Extract to read
▽

The hidden problem of messy piles
Container yards look orderly from a distance, but the sequence in which containers must be loaded and unloaded is highly uncertain. Outbound containers arrive at the terminal before a ship, and their exact loading order is influenced by ship stability rules and changing stowage plans. Heavier containers normally go lower in the ship, lighter ones higher. However, when containers arrive, operators often do not know whether a given box will count as “heavy” or “light” relative to the final load. Traditional strategies try to prioritize heavy containers or assign fixed weight categories, but this can easily backfire: a container classified as heavy one day might be considered medium the next, forcing extra reshuffles when the ship is loaded.
Vertical stacks and why weight balance counts
Ports use different ways to arrange containers: side by side in rows (horizontal), piled by similar type in columns (vertical), or a hybrid of both. This study focuses on vertical stacking, where containers with similar characteristics are placed in the same column-like stack. Vertical stacking is attractive because it makes it easier to reach a container of roughly the right weight range without disturbing too many others. But in reality the number of containers in each weight range changes from voyage to voyage. If weight groups are defined using rigid cut-off values—say, every 5 tons—many containers sitting near group boundaries end up in different stacks even though they are almost the same weight. That increases weight variation within stacks and reduces the gains from vertical stacking.

△

Requirements
**a.** Count the lines of the listing below that contain the string "window", and give only that number.
**b.** Continue the passage above on stacking containers in port yards, starting right after its final sentence.

Records for the exercise
▽

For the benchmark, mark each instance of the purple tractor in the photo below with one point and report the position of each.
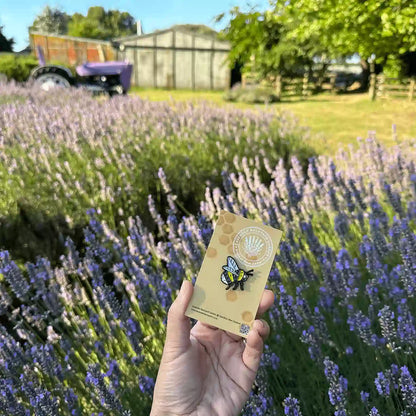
(111, 77)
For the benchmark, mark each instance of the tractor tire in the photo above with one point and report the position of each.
(52, 77)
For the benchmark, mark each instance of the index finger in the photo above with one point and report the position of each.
(266, 302)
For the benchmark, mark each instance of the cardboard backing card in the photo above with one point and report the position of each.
(234, 273)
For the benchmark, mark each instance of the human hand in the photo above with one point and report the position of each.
(206, 371)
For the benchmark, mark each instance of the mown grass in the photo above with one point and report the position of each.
(335, 120)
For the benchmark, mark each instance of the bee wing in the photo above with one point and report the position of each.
(227, 269)
(231, 266)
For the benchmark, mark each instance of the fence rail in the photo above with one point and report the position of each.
(302, 87)
(382, 87)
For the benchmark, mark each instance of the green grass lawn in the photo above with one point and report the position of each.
(334, 120)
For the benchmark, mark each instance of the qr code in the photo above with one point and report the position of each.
(244, 329)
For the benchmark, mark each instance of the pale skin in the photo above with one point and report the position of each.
(206, 371)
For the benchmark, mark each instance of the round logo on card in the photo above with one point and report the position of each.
(253, 246)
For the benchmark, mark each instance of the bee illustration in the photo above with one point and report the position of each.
(233, 275)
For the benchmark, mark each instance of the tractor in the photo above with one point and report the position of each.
(112, 77)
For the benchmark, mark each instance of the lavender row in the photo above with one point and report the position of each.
(86, 337)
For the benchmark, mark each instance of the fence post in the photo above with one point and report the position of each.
(332, 79)
(305, 85)
(372, 92)
(278, 86)
(411, 89)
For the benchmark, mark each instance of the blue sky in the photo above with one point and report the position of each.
(17, 15)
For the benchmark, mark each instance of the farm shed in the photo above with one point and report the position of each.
(177, 58)
(71, 50)
(171, 58)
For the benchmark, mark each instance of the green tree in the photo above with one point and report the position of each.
(102, 24)
(376, 30)
(51, 20)
(6, 45)
(259, 44)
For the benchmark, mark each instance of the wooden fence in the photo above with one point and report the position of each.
(288, 88)
(382, 87)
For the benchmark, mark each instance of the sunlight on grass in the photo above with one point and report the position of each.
(335, 120)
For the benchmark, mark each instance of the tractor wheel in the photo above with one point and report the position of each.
(49, 78)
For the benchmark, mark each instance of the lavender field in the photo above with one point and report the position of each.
(82, 328)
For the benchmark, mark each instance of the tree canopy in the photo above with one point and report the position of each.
(51, 20)
(299, 32)
(102, 24)
(6, 45)
(97, 24)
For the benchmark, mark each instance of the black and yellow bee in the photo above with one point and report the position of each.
(233, 275)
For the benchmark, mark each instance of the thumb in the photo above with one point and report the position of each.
(179, 325)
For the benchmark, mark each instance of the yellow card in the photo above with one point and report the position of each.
(234, 273)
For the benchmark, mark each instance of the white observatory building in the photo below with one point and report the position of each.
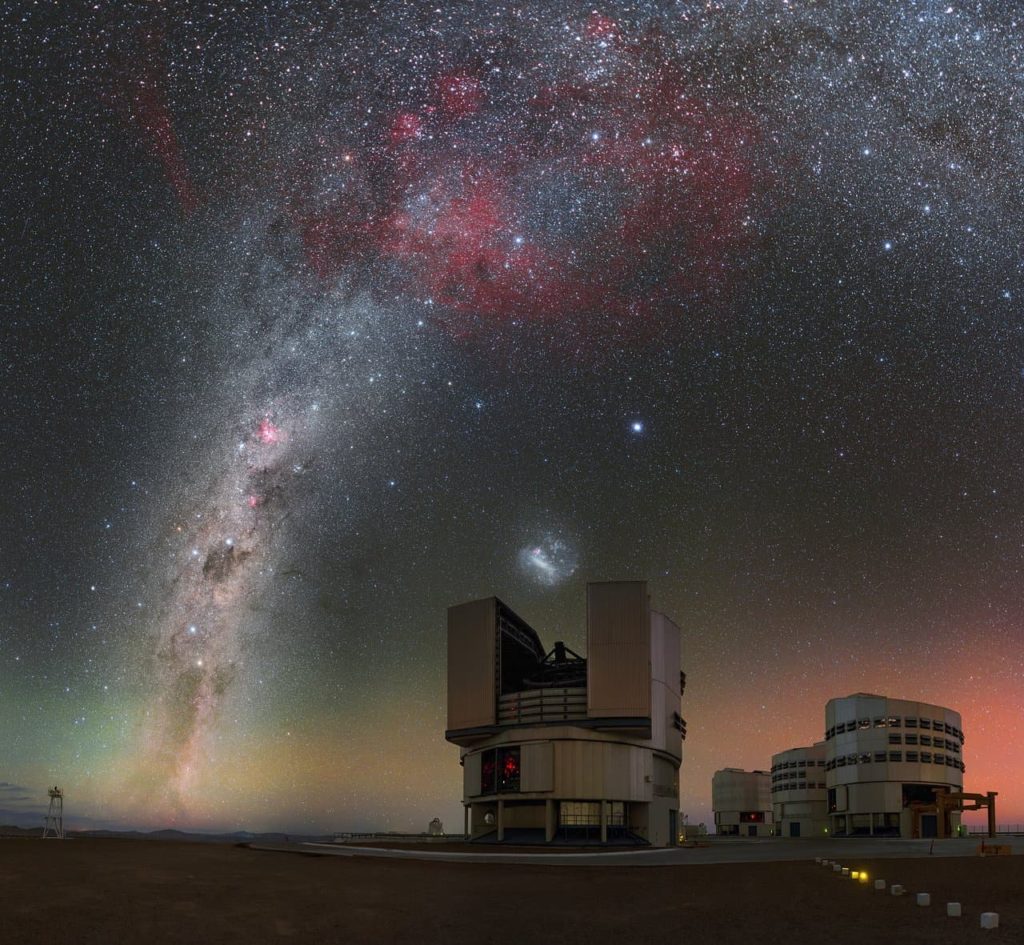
(561, 747)
(883, 758)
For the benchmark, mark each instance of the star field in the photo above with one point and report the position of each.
(323, 316)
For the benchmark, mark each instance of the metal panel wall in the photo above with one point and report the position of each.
(471, 654)
(617, 650)
(471, 775)
(538, 766)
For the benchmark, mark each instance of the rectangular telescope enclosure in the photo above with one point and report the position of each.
(617, 650)
(560, 747)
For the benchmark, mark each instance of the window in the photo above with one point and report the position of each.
(579, 813)
(500, 771)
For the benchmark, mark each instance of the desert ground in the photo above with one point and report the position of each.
(111, 891)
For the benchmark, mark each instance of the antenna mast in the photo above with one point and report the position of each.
(53, 825)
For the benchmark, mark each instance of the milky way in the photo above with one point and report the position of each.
(326, 316)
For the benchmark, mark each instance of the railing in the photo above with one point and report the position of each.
(537, 705)
(979, 829)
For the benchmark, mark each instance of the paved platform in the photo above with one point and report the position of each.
(717, 851)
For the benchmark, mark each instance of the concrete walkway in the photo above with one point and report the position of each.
(717, 851)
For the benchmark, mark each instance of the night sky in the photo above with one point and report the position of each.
(318, 317)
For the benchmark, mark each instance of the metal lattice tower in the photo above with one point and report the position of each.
(53, 825)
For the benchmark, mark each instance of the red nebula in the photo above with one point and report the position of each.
(600, 27)
(143, 90)
(606, 206)
(406, 127)
(267, 433)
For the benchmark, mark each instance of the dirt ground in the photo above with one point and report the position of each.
(110, 892)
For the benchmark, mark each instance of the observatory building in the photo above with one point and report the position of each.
(884, 760)
(799, 792)
(557, 746)
(741, 801)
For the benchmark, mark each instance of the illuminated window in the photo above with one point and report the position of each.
(500, 771)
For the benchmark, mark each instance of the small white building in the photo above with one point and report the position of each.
(741, 802)
(883, 756)
(799, 791)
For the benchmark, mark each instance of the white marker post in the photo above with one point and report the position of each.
(989, 919)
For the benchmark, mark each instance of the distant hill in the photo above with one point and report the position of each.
(239, 836)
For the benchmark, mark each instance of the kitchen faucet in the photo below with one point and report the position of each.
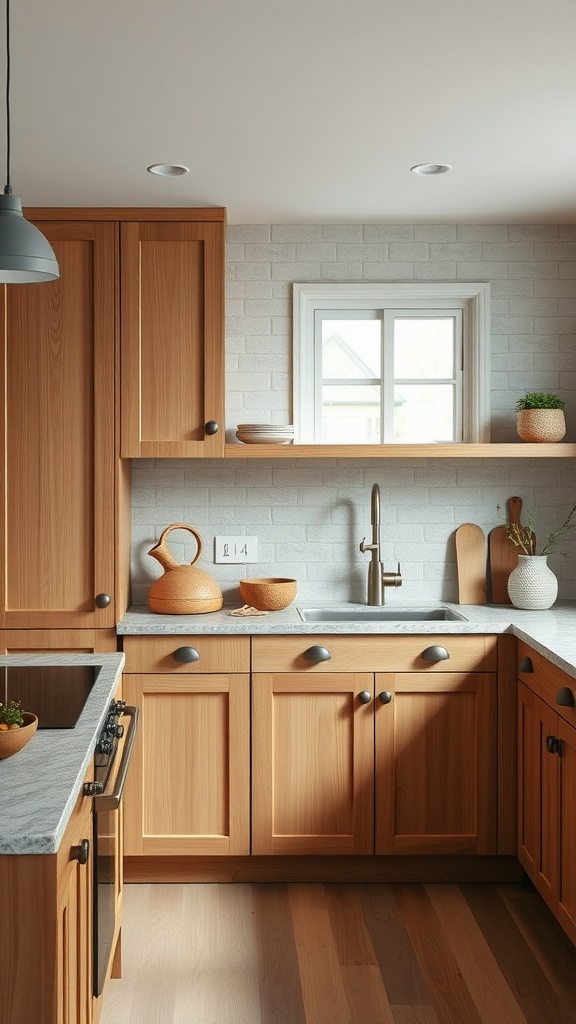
(377, 579)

△

Answers to each task
**a.** 2

**b.**
Letting the data draw the boundaries
The authors propose a new strategy called Fuzzy C-means-based Vertical Sequence Stacking, or FVSS. Instead of pre-deciding where the limits of each weight group should be, the method looks at historical weight data from ships on the same route and lets a fuzzy clustering algorithm find natural clusters. “Fuzzy” here means a container’s weight can partly belong to several groups, reflecting the fact that there is no sharp boundary between, for example, medium and heavy. The algorithm chooses how many clusters are best for each ship’s past data and identifies a weight center for each cluster. The yard is then pre-divided into a number of stacks proportional to how many containers typically fall in each weight group, and each stack is given a reference weight based on those centers.

Simple rules for real-time decisions
Once the yard is set up this way, day-to-day operations follow a straightforward rule. As each container arrives, its approximate weight class is determined using the fuzzy clusters. If there is free space in stacks reserved for that class, the container goes there. If those stacks are full or several options are open, the system chooses the stack whose reference weight is closest to the container’s actual weight. Over time, this gently guides similar-weight containers into the same stacks without complex optimization or ongoing machine-learning training. The authors tested this approach on ten months of real data from Busan Container Terminal in Korea, comparing it against several well-known methods, including random stacking, a hybrid horizontal–vertical strategy, and earlier techniques based on Gaussian mixture models and online learning.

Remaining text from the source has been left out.